**LISTING:**
— START —
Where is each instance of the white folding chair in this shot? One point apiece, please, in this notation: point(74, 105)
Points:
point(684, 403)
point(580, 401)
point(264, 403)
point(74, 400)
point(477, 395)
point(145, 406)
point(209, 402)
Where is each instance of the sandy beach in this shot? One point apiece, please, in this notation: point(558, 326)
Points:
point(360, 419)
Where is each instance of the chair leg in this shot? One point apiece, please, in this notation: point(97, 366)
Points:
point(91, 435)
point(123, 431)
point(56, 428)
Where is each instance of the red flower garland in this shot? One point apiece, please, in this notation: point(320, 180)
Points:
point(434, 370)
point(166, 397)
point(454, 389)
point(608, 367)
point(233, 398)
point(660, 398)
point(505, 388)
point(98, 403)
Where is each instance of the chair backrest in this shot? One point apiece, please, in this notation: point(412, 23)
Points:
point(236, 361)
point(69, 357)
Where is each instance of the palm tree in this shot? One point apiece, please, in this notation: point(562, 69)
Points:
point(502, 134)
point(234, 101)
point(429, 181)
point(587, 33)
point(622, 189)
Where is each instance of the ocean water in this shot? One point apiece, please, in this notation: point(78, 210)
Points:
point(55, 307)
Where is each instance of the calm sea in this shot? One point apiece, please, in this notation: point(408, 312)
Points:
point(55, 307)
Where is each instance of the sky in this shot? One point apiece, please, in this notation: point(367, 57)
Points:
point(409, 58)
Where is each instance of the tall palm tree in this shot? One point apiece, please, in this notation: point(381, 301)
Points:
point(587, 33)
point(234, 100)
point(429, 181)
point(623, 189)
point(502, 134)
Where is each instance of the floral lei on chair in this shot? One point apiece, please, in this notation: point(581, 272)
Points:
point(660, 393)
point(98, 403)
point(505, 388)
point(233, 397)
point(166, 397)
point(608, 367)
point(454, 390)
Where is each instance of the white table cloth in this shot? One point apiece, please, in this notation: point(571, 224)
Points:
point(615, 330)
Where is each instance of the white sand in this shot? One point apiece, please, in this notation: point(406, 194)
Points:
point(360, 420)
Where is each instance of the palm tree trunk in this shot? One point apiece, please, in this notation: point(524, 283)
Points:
— END —
**DIRECTIONS FOR THIS TASK:** Can you scale down everything from the start of the records through the line with "point(56, 428)", writing every line out again with the requests included? Multiply each point coordinate in the answers by 0.25 and round it to a whole number, with halves going up, but leave the sample points inside the requests unchanged.

**COMPLETED TASK:**
Where is each instance of the white folding chair in this shot? One point apiece, please, in this notation: point(74, 105)
Points:
point(171, 101)
point(145, 100)
point(66, 101)
point(19, 100)
point(119, 99)
point(36, 102)
point(52, 101)
Where is each instance of the sandy beach in this shot? One point apiece, please, in this notation: point(558, 326)
Points:
point(90, 105)
Where is each instance of the chair leg in this shot? One point apiece, please, in this notation: point(97, 366)
Points:
point(23, 109)
point(31, 108)
point(14, 107)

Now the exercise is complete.